[A run of records]

#####

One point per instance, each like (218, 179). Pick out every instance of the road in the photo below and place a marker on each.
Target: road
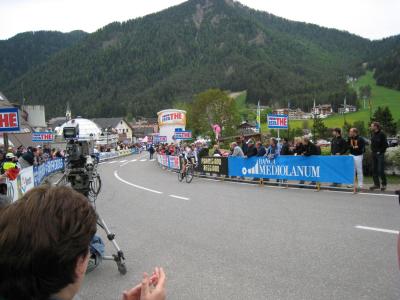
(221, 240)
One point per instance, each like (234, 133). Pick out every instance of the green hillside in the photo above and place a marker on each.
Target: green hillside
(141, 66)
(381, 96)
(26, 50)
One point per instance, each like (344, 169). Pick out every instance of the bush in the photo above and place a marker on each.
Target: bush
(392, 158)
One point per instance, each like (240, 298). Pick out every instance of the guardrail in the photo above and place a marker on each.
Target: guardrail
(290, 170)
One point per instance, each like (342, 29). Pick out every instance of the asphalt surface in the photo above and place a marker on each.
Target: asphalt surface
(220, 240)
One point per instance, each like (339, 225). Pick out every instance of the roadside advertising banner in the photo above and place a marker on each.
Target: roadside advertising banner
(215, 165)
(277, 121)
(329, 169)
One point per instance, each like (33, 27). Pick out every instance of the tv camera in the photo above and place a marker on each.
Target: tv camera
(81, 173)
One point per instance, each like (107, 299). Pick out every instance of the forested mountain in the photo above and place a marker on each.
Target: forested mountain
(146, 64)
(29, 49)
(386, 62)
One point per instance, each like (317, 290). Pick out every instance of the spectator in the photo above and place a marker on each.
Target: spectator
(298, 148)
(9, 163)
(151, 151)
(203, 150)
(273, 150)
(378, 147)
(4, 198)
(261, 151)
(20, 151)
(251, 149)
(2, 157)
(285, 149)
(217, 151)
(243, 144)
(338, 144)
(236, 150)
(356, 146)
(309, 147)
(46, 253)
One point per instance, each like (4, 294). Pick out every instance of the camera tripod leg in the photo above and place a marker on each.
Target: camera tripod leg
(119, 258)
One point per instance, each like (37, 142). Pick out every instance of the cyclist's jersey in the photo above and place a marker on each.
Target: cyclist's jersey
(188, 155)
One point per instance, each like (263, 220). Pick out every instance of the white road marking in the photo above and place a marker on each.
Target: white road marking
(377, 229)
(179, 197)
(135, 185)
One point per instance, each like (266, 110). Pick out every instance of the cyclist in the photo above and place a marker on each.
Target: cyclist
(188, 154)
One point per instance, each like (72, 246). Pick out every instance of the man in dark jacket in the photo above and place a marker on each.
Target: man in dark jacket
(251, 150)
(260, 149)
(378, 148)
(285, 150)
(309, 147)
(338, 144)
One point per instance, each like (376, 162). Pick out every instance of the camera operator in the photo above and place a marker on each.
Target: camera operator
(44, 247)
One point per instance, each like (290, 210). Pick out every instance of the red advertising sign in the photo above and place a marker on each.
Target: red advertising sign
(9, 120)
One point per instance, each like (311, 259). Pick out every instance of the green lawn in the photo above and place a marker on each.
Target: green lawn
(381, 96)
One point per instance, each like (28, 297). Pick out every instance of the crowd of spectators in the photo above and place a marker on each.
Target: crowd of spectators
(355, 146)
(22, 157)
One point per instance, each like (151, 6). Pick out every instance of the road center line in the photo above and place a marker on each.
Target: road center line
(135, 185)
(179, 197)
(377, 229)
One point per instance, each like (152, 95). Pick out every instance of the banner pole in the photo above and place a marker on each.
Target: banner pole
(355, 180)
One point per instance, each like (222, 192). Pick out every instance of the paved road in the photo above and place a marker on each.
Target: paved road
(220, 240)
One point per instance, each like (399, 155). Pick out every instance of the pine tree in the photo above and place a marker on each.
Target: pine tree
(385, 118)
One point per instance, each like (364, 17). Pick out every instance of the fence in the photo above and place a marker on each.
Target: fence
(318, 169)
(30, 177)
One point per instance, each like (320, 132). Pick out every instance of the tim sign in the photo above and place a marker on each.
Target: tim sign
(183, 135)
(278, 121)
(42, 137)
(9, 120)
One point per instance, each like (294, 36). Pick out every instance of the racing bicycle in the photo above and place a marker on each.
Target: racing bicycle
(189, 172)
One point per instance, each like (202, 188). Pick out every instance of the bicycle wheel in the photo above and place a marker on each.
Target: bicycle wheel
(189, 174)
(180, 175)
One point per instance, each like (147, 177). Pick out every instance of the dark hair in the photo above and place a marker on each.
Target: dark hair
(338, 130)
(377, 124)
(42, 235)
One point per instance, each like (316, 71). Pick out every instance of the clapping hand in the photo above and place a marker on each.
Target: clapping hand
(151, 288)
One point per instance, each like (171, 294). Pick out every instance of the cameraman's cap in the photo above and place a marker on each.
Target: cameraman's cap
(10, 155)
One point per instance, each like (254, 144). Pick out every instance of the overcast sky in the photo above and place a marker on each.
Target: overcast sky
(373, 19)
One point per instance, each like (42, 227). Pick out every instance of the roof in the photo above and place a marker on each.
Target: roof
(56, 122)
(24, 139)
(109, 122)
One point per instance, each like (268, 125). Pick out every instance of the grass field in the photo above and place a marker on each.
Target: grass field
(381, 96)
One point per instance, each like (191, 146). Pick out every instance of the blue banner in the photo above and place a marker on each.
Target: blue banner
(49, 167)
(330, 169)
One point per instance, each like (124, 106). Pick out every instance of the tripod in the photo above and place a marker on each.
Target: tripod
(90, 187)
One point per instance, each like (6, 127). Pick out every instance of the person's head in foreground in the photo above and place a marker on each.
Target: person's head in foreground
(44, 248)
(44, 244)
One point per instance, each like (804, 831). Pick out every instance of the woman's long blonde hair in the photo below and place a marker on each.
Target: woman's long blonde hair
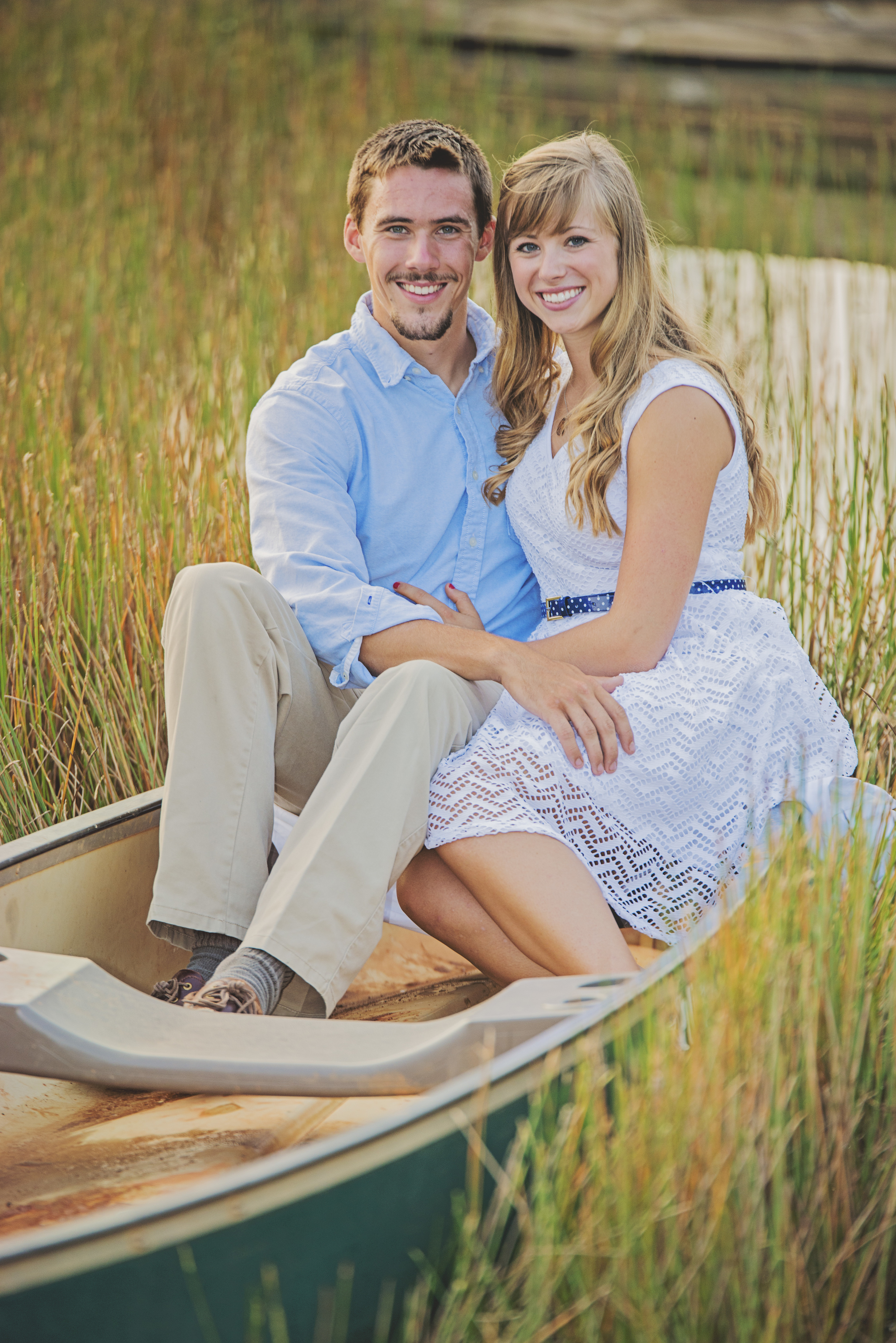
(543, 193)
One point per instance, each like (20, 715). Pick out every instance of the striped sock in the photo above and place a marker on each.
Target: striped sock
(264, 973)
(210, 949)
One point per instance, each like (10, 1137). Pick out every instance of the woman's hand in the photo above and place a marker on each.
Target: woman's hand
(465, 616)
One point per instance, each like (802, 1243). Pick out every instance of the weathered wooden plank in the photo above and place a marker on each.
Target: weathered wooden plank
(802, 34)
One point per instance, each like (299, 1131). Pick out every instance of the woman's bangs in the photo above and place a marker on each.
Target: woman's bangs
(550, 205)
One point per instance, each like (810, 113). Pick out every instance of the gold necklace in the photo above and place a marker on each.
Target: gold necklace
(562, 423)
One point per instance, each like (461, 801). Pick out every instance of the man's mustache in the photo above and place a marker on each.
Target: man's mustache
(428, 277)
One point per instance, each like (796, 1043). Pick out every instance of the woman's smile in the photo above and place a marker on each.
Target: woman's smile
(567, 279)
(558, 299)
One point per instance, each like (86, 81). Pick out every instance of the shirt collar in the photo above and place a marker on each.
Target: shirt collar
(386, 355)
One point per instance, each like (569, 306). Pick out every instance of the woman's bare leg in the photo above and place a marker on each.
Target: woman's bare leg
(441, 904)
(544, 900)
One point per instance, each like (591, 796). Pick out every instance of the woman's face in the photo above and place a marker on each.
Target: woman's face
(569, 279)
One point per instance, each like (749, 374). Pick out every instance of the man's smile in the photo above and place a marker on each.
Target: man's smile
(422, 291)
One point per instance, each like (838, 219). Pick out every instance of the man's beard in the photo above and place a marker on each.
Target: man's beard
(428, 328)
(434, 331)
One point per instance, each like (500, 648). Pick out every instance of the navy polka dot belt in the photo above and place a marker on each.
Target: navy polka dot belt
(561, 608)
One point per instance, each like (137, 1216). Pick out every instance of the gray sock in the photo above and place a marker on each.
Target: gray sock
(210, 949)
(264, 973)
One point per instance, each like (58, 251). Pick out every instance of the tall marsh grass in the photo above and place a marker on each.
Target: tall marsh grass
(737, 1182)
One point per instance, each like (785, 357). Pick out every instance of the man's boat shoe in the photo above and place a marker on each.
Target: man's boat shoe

#####

▸ **Written task**:
Retype each record exactly as it stands, but do not include the pictures.

▸ **Solution to this exercise**:
One point per instance, each like (218, 179). Pick out every instance of the road in the photo below and place a marker on each.
Target: road
(221, 240)
One point per instance, each like (234, 133). Pick out every instance of the green hillside in the photo above and place a marker on each.
Target: green hillside
(141, 66)
(381, 96)
(26, 50)
One point per instance, each like (344, 169). Pick out every instance of the bush in the photo above and place a marker on each.
Target: bush
(392, 158)
One point per instance, each like (240, 298). Pick out every instance of the guardrail in the photo above and place a marker on each.
Target: guardrail
(290, 170)
One point per instance, each like (342, 29). Pick out every instance of the asphalt surface in the photo above and place a marker on each.
Target: asphalt surface
(220, 240)
One point per instance, each like (339, 225). Pick out every instance of the roadside advertising banner in the photo above and place a marker on each.
Target: roadside advertising banner
(215, 165)
(277, 121)
(329, 169)
One point per instance, each like (33, 27). Pick out every instance of the tv camera in the photo above and place a marker on each.
Target: tv camera
(81, 173)
One point per instance, each like (107, 299). Pick out every instance of the forested mountain in the photo above and place a marker on each.
Target: forested mountain
(146, 64)
(29, 49)
(386, 62)
One point per instance, each like (317, 290). Pick out every instance of the spectator in the photo above and place a marker on each.
Target: spectator
(298, 148)
(9, 163)
(151, 151)
(203, 150)
(273, 150)
(378, 147)
(4, 198)
(261, 151)
(20, 151)
(251, 149)
(2, 157)
(285, 149)
(217, 151)
(243, 144)
(338, 144)
(236, 150)
(356, 146)
(309, 147)
(46, 253)
One point per instance, each like (4, 294). Pick out every instance of the camera tripod leg in the photo above and place a marker on each.
Target: camera tripod leg
(119, 258)
One point per instance, each like (37, 142). Pick out every instance of the cyclist's jersey in the photo above and place a marker on each.
Target: cyclist's jersey
(188, 155)
One point per instance, each like (263, 220). Pick out every instance of the white road marking in the photo above and place a marker on each.
Target: white road marking
(377, 229)
(179, 197)
(135, 185)
One point per instance, each like (266, 110). Pick out every instance of the cyclist in the photo above and place a marker on each.
Target: cyclist
(188, 154)
One point per instance, each like (72, 246). Pick out every instance of the man in dark jacket in the photo above and place a marker on each.
Target: man in dark jacket
(251, 150)
(260, 149)
(378, 148)
(285, 150)
(309, 147)
(338, 144)
One point per instance, each like (376, 162). Pick out every instance of the camera operator in the photo above and place a marker on each.
Target: camera operator
(44, 247)
One point per instance, each like (290, 210). Pick out every instance of the red advertising sign in the photo above and place a marker on each.
Target: red advertising sign
(9, 120)
One point per instance, each like (311, 259). Pick out every instance of the green lawn in the photo above and place a marker on each.
Target: green lawn
(381, 96)
One point per instance, each like (28, 297). Pick out every instance of the crowd of spectators in the photo above and place a marker on each.
Target: crowd of spectators
(355, 146)
(22, 157)
One point per instance, each like (151, 6). Pick out every instance of the road center line in the photo above and place a marker on each.
Target: road center line
(135, 185)
(179, 197)
(377, 229)
One point per instance, each like (152, 95). Pick out every instance of the banner pole in the photo above and place a marker on each.
Target: banner pole
(355, 180)
One point per instance, each like (222, 192). Pick out every instance of the paved road in the photo above and place a marker on each.
Target: paved road
(220, 240)
One point per instance, each like (399, 155). Pick out every instance of the pine tree in the photo above and place a marker on each.
Target: pine tree
(385, 118)
One point per instance, each like (364, 17). Pick out every instance of the fence in the photo above and place a marker on each.
Target: fence
(318, 169)
(30, 177)
One point per instance, each like (320, 132). Pick out every instance of the tim sign in the photo above and place a marker on each.
Target: tim sign
(183, 135)
(278, 121)
(42, 137)
(9, 120)
One point per instance, each like (294, 36). Pick out every instance of the racing bicycle in the photo above and place a marker on each.
Target: racing bicycle
(189, 172)
One point per instance, each like (202, 188). Pick out every instance of the bicycle wheel in the photo above and place a marker on each.
Target: bicycle wheel
(189, 174)
(180, 175)
One point per instance, each like (147, 177). Pick out every instance of the dark hair in the photo above and place a marker on each.
Target: dark hair
(338, 130)
(377, 124)
(42, 235)
One point per instance, each like (316, 71). Pick out every instance of the clapping hand in the photo above and place a marker on each.
Target: clapping hand
(151, 288)
One point per instance, each like (171, 294). Pick out every instance of the cameraman's cap in the photo above and place a marker on each.
Target: cameraman's cap
(10, 155)
One point per instance, each like (254, 144). Pick out every instance of the overcast sky in the photo above and place a marker on each.
Target: overcast sky
(373, 19)
One point per instance, each like (42, 227). Pick out every instance of the roof in the photo above and place a marker on each.
Target: roof
(56, 122)
(24, 139)
(109, 122)
One point per instance, each like (268, 125). Pick out every instance of the grass field in the photo above and place a marker on each.
Target: grass field
(381, 96)
One point per instance, each like (191, 146). Pick out every instance of the blue banner in the photo above and place a marker on each.
Target: blue banner
(49, 167)
(330, 169)
One point per instance, each like (124, 106). Pick out every instance of the tripod in the photo above and place a marker on each.
Target: tripod
(90, 187)
One point per instance, each like (6, 127). Pick out every instance of the person's head in foreground in the photo above and place a marker on each.
Target: person's head in foreground
(44, 248)
(44, 244)
One point per instance, each like (804, 831). Pick out every instance of the woman's long blonde hair in the photo below and place a marker on each.
Target: woman's long blonde hair
(543, 193)
One point per instance, each like (20, 715). Pick out every instance of the striped sock in the photo above and place a marker on each.
Target: striped sock
(264, 973)
(210, 949)
One point per instance, each like (10, 1137). Pick out every instance of the woman's hand in the photo above and place a marker on each.
Target: woman's hand
(465, 616)
One point per instance, each like (802, 1243). Pick out every instance of the weathered wooden plank in the photo above and place a marker on each.
Target: weathered wooden plank
(802, 34)
One point per instance, each like (299, 1131). Pick out every instance of the woman's bangs in the photo above and place a marker on each.
Target: woman's bangs
(550, 205)
One point per instance, each like (810, 113). Pick out every instance of the gold necklace in the photo above and place a marker on each.
Target: gold necklace
(562, 423)
One point per instance, each like (461, 801). Pick out every instance of the man's mustache in the photo above and place a marker on each.
Target: man's mustache
(428, 277)
One point per instance, each like (796, 1043). Pick out every instance of the woman's smile in the photo above and place a marker on each.
Target: woman's smile
(567, 279)
(558, 299)
One point per instance, each like (86, 81). Pick out every instance of the shirt collar in the photo above and place a marker on each.
Target: shirt collar
(386, 355)
One point per instance, each like (569, 306). Pick out every instance of the woman's bare leg in the photo above and place a marker on each.
Target: woman's bare leg
(441, 904)
(544, 900)
One point per instance, each like (591, 796). Pick out every instance of the woman's face in the photo above and place a marker on each.
Target: woman's face
(569, 279)
One point per instance, each like (749, 374). Pick out every instance of the man's smile in the photo above and place a marker on each.
Target: man's smile
(422, 291)
One point per instance, each like (838, 219). Pick out every instance of the man's beard in the photo above and place a marker on each.
Target: man's beard
(428, 328)
(434, 331)
One point per instance, each like (500, 648). Pick out every instance of the navy polka dot belt in the photo above and place a marker on each.
Target: navy polka dot belt
(561, 608)
One point per instance, each like (137, 1216). Pick out every instance of the gray sock in the photo above and place a marker on each.
Target: gray sock
(210, 949)
(264, 973)
One point per instance, each like (58, 251). Pick out every instance of the tall marsh grass in the photo above and place a marker on each.
Target: tall marsh grass
(737, 1182)
One point per instance, each like (785, 357). Pick out every instance of the man's boat shoe in the photo above and place a marker on each.
Target: man's boat shoe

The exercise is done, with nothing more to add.